### EXTRAHIERTER TEXT
Tab. 2 Empfohlene Zinkzufuhr bei Früh- und Reifgeborenen sowie Säuglingen im Vergleich zu
Erwachsenen nach unterschiedlichen Quellen. Je höher die Wachstumsrate, desto höher
die erforderliche Tageszufuhr pro kg Körpergewicht.
Altersgruppe
|
Empfohlene Zinkzufuhr
|
Quelle
|
Frühgeborene
|
450–500 µg/kg/Tag
|
[8]
|
500–800 µg/kg/Tag
|
[9]
|
Reifgeborene
|
300 µg/kg/Tag
|
[9]
|
Säuglinge
|
250 µg/kg/Tag
|
[8]
|
224–252 µg/kg/Tag
|
[2]
|
Erwachsene (70 kg)
######
### VORLIEGENDE DATEN
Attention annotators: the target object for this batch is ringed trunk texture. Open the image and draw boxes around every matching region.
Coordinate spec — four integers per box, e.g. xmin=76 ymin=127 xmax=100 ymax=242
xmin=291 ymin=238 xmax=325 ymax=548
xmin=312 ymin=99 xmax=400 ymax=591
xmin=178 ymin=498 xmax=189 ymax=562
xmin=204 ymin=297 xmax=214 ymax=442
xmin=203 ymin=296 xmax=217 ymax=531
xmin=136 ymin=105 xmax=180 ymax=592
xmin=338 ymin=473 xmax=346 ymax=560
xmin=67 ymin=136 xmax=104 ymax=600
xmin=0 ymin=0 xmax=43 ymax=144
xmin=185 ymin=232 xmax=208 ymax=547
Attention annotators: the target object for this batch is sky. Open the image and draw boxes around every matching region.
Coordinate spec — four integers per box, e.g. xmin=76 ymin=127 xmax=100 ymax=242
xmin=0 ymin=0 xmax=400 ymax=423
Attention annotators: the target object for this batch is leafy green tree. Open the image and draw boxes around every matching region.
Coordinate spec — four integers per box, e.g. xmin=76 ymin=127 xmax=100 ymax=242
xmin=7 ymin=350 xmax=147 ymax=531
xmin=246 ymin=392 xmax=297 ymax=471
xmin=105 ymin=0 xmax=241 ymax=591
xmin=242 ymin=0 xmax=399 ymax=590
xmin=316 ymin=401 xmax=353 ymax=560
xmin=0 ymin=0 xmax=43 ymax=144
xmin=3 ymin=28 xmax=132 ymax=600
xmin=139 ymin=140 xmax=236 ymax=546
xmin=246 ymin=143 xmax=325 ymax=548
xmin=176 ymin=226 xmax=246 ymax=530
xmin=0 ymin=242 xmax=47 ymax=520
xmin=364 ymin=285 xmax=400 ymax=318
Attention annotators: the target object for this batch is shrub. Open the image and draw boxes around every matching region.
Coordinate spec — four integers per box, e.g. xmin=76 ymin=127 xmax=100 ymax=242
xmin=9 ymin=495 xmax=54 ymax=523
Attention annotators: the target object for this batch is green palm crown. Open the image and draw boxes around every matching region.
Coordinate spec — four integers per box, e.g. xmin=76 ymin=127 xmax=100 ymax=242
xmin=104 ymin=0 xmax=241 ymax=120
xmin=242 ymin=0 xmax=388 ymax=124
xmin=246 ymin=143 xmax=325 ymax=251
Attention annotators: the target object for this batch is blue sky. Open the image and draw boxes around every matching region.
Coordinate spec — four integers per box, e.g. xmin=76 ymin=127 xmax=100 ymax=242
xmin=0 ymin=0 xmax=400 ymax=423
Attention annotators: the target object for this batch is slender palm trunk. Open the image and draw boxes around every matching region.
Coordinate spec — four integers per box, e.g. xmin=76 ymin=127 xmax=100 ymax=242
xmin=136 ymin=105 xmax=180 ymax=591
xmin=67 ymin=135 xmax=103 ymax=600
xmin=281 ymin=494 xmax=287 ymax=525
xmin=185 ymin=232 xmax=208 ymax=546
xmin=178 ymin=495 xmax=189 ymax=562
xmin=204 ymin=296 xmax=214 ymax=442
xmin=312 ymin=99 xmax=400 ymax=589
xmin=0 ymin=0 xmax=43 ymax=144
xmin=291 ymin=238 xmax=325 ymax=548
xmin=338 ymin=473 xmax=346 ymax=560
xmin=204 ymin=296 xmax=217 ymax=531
######
▶ _VERSTÄNDNIS PRÜFEN_
- a) Beantworten Sie anhand des extrahierten Texts die folgenden Fragen:
(i) Welche Zinkzufuhr wird für Reifgeborene empfohlen?
(ii) Welche Quelle nennt für Säuglinge 224–252 µg/kg/Tag?
(iii) Wie hängt nach der Beschriftung der Tabelle die erforderliche Tageszufuhr pro kg Körpergewicht mit der Wachstumsrate zusammen?
- b) Überarbeiten Sie im extrahierten Text alles von „Tab. 2 Empfohlene“ bis hinunter zu „pro kg Körpergewicht.“, und ersetzen Sie dabei „Wachstumsrate“ durch „Zuwachsrate“.

▶ _IHRE ANTWORTEN_
- a)
(i) Für Reifgeborene wird eine Zinkzufuhr von 300 µg/kg/Tag empfohlen.
(ii) Diesen Wert nennt die Quelle [2].
(iii) Je höher die Wachstumsrate ist, desto höher ist die erforderliche Tageszufuhr pro kg Körpergewicht.

- b)
Tab. 2 Empfohlene Zinkzufuhr bei Früh- und Reifgeborenen sowie Säuglingen im Vergleich zu
Erwachsenen nach unterschiedlichen Quellen. Je höher die Zuwachsrate, desto höher
die erforderliche Tageszufuhr pro kg Körpergewicht.